Given passage
-*-*-

"Get rid of" what a phrase! Does part-with sound better? Or maybe simply sell or give away.
My daughters don't want my treasures: one lives in Israel and the other in a tiny condo with her family.
Neither one wants the huge task of disposing of art and antiques when I die. Nor does my husband, Brian. So, being well into theothersideofseventy, the responsibility seems to be mine.
My collection of objet d'art is as varied as I am complex.
Porcelain, carvings, paintings and some wonderful folk art collected when I had an antique store in Vancouver.
I have an exceptional steel-beaded purse purchased in Paris when I was a college student. There is a tiny lipstick stain on the lining so I used this treasure at least once!
Each object has a story from my life.
The vintage shadow puppets remind me of traveling to Bali with my dear friend, Sheila. And of trapping a rat who had been "visiting" our room at night to eat the soap.

-*-*-

Supplied data

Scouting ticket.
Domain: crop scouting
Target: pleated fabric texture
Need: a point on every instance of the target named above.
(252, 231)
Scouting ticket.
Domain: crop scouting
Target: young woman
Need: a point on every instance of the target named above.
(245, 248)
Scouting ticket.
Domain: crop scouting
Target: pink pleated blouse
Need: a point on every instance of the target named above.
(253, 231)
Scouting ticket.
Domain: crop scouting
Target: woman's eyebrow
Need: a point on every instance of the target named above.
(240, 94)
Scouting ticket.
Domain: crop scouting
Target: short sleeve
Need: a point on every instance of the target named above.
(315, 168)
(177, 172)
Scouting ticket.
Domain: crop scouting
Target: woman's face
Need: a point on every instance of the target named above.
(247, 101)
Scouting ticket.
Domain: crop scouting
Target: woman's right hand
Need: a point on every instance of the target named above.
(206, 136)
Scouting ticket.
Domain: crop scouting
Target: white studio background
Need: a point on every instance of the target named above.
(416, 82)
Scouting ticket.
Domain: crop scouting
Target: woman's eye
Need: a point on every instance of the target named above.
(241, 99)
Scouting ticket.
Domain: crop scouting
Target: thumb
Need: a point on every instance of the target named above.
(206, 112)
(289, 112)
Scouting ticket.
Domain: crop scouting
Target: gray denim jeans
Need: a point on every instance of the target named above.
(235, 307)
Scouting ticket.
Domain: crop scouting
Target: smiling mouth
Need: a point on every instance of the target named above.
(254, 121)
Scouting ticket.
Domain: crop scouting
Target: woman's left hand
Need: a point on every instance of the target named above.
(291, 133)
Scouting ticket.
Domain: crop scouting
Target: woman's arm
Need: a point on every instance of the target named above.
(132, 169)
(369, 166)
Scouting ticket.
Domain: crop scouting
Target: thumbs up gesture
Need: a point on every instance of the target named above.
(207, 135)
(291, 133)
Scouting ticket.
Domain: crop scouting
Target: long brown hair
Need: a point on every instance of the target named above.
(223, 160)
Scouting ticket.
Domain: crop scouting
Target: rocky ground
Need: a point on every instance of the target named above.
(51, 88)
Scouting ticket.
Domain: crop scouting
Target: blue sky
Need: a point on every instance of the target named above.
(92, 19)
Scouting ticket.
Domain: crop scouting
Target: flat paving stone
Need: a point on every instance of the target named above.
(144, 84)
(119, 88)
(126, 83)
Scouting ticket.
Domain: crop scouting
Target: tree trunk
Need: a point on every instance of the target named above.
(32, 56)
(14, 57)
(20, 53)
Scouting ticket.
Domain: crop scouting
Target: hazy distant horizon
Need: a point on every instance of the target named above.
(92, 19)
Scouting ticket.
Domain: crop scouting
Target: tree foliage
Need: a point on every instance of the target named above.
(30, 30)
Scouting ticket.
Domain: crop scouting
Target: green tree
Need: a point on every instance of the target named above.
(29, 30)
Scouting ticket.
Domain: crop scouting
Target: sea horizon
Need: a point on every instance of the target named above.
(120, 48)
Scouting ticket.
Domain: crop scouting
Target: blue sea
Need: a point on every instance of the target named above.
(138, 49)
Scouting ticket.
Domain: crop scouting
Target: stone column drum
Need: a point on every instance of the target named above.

-*-*-

Apply what you read
1. In the passage about parting with treasures, where did the writer buy the steel-beaded purse?
2. Print the part of the passage on parting with treasures from "My collection of" to "store in Vancouver.".

Answers for the exercise
1. In Paris, as a college student.

2.
My collection of objet d'art is as varied as I am complex.
Porcelain, carvings, paintings and some wonderful folk art collected when I had an antique store in Vancouver.